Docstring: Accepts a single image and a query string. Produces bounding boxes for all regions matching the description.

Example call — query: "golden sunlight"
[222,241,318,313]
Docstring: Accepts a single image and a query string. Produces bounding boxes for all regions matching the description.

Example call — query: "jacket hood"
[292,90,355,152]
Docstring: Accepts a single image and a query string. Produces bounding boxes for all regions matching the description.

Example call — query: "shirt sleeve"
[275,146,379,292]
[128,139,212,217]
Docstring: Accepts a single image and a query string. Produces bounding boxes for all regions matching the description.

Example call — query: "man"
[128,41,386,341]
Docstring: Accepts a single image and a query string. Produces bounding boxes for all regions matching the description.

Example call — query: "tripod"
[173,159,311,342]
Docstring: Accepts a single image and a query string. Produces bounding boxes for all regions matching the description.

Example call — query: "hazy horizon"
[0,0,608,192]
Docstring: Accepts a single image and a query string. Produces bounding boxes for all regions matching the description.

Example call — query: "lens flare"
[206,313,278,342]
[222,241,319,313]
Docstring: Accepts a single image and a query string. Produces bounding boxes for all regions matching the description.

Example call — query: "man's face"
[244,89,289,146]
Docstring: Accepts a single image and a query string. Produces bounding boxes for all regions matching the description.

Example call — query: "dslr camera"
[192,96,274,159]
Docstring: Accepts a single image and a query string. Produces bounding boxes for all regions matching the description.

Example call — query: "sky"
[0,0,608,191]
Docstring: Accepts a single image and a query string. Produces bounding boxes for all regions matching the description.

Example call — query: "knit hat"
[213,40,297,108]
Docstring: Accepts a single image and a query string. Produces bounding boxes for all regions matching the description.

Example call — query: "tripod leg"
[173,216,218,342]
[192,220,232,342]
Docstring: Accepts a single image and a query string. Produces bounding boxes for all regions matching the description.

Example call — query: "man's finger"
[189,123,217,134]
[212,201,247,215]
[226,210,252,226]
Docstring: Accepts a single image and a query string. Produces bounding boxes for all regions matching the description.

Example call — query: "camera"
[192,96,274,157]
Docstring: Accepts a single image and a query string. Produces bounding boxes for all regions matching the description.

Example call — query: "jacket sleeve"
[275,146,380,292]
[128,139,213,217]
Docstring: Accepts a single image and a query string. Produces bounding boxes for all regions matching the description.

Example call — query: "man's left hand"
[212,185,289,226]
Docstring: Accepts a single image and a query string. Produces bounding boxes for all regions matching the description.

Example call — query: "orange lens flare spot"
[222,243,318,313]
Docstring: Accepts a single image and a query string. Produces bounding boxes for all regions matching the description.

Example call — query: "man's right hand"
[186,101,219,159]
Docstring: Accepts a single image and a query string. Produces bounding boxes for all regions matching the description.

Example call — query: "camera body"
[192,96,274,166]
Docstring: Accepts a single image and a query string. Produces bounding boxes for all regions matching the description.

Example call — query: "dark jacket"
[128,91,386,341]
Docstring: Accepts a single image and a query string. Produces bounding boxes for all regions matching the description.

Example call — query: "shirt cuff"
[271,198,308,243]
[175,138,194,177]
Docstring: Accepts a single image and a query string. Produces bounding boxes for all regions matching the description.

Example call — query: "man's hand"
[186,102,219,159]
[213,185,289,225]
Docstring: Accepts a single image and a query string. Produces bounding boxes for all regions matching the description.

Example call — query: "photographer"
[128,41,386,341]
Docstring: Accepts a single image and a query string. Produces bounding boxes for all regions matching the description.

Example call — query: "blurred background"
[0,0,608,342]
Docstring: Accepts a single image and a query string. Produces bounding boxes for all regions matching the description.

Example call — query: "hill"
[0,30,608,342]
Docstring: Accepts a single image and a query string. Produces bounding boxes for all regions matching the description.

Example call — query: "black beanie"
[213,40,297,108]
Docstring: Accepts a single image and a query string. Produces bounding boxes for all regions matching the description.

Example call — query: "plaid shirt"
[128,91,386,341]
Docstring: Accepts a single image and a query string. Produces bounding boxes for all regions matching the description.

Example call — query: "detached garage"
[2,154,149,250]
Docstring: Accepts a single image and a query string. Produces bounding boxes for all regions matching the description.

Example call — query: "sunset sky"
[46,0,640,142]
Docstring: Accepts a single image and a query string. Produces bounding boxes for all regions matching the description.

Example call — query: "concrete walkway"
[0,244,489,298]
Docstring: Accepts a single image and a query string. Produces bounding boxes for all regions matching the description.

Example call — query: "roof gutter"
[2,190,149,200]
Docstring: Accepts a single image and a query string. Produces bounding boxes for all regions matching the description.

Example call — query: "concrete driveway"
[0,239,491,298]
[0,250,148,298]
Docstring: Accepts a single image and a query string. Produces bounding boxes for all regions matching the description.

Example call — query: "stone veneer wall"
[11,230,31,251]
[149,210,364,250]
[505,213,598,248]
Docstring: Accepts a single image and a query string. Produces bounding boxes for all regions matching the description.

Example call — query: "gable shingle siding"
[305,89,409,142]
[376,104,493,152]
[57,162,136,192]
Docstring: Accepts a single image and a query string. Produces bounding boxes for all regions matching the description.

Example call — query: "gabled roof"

===

*What you have to do*
Identify every line in the items above that contains the word "roof", and copy each of those lines.

*Solution to this task*
Example call — query: "roof gutter"
Example call — query: "gabled roof"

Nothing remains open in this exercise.